### [PROBLEM TO SOLVE]
Produce an exact copy of the line containing "[point] every instance of the rooftop" and of every line after it in the material below, ending with the final line.
►
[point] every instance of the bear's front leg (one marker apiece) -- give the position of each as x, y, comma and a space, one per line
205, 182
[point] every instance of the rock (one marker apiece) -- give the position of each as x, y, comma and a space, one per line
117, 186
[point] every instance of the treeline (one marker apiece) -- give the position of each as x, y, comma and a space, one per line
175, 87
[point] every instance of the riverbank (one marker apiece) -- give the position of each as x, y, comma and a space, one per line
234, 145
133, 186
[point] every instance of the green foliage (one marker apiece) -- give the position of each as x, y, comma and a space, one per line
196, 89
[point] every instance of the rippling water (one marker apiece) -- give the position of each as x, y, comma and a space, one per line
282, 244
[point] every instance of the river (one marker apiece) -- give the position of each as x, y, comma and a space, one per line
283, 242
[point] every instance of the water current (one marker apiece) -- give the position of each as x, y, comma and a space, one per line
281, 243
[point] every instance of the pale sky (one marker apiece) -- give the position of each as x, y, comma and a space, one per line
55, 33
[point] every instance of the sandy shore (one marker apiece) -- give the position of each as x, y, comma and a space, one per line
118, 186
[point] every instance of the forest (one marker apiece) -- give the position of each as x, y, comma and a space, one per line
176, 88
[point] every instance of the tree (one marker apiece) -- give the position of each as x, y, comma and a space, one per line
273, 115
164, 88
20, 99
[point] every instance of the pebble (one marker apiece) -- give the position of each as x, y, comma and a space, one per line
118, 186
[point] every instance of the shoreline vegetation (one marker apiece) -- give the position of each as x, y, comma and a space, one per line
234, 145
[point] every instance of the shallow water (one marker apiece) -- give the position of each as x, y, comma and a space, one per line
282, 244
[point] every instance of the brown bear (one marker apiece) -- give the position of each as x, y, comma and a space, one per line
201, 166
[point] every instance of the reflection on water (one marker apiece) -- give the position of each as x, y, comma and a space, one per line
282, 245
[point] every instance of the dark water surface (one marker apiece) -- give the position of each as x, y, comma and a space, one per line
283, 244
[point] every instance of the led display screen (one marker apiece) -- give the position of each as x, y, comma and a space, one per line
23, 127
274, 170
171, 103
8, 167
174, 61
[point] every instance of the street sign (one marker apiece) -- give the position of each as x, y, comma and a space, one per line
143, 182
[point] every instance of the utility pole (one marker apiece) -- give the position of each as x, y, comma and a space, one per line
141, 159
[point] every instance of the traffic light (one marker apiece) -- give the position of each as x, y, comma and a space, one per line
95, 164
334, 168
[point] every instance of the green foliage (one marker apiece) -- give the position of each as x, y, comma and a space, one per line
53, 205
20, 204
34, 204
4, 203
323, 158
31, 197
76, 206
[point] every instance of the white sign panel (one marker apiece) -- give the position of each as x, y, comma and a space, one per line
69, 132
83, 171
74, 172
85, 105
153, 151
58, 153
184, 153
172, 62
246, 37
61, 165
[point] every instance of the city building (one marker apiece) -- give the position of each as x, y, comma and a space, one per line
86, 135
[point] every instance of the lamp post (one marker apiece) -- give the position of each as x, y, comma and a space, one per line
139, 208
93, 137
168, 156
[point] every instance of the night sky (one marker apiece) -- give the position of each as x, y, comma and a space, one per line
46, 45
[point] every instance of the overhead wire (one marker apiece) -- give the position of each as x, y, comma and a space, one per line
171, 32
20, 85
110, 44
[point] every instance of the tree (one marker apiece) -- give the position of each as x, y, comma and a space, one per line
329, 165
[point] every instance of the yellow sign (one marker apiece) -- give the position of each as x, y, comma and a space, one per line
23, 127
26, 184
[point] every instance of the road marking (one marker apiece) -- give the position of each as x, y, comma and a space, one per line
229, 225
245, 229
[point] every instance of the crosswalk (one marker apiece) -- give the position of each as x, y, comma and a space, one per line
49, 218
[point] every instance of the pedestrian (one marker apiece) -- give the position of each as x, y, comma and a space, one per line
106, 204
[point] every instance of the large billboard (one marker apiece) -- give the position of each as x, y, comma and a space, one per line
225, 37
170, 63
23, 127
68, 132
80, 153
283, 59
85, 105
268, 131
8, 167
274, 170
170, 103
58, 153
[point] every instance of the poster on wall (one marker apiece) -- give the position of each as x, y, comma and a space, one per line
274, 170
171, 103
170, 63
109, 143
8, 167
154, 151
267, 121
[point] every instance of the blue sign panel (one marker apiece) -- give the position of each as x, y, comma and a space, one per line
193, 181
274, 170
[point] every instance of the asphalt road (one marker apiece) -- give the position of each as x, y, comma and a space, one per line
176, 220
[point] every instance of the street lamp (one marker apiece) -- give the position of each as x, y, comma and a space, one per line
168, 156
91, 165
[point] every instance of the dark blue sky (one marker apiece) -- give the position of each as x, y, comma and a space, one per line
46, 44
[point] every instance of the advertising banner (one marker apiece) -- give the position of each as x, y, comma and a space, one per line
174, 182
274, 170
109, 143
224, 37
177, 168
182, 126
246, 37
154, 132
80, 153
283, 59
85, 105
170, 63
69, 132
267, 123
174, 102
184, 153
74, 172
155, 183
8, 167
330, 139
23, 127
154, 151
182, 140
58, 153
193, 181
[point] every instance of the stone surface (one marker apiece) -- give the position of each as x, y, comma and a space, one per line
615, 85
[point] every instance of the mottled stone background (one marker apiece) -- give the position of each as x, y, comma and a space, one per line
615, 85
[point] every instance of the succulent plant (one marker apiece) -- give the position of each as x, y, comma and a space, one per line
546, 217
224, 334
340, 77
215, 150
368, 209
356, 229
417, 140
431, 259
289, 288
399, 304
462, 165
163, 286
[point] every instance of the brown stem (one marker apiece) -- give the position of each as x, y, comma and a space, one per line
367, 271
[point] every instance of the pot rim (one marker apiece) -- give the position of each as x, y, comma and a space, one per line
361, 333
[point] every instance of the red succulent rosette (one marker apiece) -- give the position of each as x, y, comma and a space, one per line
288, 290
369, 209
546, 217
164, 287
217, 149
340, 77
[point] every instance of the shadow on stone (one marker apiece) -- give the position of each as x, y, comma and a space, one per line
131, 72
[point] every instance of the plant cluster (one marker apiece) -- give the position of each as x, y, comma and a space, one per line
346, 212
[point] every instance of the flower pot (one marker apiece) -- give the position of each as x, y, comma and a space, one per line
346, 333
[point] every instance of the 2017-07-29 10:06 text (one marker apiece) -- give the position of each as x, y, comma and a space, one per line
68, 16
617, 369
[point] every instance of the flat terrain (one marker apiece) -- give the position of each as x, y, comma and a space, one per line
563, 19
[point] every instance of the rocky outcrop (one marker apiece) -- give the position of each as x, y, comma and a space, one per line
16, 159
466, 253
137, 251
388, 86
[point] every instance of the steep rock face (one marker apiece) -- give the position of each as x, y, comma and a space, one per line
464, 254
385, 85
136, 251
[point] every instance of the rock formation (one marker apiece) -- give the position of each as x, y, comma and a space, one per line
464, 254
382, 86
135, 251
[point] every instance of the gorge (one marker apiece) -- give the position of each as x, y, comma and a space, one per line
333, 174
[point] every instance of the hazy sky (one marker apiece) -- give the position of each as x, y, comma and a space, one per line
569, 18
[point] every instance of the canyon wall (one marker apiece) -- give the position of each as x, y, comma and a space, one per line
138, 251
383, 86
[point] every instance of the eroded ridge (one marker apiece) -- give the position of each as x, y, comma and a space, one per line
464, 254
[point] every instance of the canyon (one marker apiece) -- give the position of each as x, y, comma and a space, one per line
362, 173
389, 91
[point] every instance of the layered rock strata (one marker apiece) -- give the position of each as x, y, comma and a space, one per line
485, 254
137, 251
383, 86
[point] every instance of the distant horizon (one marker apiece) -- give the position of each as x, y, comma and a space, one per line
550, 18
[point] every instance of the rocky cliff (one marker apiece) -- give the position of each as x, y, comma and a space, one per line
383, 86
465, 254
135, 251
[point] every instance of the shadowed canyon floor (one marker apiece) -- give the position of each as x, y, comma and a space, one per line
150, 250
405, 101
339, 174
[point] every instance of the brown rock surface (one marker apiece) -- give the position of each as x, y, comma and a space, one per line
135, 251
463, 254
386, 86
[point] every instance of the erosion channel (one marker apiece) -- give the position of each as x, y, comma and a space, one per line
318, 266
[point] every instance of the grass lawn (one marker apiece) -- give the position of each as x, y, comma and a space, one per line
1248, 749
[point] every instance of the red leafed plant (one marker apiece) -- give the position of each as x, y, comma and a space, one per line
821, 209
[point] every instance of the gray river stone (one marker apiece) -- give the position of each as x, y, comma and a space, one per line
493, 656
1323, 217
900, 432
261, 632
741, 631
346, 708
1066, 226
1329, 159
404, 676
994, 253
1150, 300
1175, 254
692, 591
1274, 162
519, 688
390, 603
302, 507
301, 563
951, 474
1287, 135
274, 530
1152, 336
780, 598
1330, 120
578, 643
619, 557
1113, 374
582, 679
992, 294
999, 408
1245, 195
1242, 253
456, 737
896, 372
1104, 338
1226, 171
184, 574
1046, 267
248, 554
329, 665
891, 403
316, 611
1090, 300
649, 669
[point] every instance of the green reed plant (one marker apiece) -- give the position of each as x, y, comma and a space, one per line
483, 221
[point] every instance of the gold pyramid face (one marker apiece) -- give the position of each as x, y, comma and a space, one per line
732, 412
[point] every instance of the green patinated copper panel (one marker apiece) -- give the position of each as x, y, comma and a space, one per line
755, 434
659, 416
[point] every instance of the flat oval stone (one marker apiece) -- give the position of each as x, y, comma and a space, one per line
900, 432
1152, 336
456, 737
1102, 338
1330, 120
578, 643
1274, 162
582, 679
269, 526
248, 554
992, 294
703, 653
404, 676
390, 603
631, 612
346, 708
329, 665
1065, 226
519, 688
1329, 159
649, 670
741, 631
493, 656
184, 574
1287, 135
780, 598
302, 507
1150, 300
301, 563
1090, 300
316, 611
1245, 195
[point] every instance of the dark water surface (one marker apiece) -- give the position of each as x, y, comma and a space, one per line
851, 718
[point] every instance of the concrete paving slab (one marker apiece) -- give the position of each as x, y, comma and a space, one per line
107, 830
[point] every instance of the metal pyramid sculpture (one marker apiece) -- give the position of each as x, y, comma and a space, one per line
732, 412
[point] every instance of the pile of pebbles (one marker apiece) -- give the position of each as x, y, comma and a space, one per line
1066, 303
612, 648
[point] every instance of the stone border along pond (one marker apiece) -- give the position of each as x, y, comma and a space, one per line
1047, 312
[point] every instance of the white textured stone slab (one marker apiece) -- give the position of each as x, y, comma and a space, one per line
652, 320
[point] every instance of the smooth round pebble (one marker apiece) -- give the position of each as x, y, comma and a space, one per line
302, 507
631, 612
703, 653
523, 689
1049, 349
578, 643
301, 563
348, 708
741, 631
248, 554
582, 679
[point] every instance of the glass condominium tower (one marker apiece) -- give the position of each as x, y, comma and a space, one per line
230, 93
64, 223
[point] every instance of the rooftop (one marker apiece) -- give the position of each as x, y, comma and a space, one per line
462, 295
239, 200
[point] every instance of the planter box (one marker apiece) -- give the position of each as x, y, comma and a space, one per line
◄
### [REPLY TO THE EXERCISE]
[point] every instance of the rooftop (one marker apiece) -- give the position of each as x, y, comma and a space, one per line
462, 295
239, 200
[point] every instance of the planter box (one marker apiece) -- give the position of each as x, y, comma and a space, one per line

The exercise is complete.